(Natural-language object grounding data)
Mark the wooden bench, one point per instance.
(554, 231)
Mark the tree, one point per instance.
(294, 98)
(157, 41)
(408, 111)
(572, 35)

ABOUT THIS EXERCISE »
Please give back all of the records exactly as written.

EXPECTED ANSWER »
Mark the wooden bench, one point per instance.
(554, 231)
Mark the tree, one point per instance.
(294, 98)
(157, 41)
(408, 111)
(572, 35)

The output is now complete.